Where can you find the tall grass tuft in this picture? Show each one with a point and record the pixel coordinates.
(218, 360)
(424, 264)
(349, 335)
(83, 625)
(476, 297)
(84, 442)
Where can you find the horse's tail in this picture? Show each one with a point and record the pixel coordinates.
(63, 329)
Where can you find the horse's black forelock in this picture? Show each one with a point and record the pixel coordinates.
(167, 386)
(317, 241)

--*--

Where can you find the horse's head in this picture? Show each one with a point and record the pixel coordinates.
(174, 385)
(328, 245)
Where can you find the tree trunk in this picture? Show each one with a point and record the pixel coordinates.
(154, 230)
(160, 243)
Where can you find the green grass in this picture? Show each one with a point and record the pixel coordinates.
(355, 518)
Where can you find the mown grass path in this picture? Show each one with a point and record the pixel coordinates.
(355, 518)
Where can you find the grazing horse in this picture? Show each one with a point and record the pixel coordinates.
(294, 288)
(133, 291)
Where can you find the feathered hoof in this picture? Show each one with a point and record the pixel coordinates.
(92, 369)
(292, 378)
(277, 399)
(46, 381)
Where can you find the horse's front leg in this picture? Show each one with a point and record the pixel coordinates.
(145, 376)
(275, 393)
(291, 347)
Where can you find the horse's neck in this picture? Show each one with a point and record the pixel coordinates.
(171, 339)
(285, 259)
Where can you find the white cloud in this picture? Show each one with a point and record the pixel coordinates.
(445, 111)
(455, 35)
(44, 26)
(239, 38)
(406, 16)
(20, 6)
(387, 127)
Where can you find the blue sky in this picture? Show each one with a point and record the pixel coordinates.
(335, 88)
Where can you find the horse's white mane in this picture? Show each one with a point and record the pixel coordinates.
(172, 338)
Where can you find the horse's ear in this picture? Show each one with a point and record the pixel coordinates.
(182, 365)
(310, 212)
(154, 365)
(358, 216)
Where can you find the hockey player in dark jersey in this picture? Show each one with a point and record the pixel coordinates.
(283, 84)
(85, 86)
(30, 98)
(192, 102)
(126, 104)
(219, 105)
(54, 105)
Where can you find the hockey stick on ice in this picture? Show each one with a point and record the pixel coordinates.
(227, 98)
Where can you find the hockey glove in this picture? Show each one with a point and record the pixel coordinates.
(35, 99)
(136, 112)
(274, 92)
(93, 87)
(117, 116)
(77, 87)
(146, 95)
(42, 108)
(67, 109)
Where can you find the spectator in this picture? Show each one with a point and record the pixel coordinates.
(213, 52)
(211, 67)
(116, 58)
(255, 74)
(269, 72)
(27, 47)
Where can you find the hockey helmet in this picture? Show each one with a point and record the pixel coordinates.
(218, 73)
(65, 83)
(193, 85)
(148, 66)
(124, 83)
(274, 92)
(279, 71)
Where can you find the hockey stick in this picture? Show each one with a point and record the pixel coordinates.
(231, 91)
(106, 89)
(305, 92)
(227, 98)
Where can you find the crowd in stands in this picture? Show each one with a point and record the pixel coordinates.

--*--

Task instructions =>
Using the listing above, return word for word each line from the one that has "Where can you find the hockey helmet" through the one that has "Where can you find the crowd", and no line outside that range.

Response to this task =>
Where can you find the hockey helmet in this picture? Show each one with a point and record the pixel coordinates.
(218, 73)
(65, 83)
(193, 85)
(148, 66)
(124, 83)
(274, 92)
(279, 71)
Where can you find the hockey stick in this picture? Show each one with a point and record the pixel coordinates.
(231, 91)
(106, 89)
(305, 92)
(227, 98)
Where can you find the crowd in stands in this picture? Show each one with a point and record the pixel coordinates.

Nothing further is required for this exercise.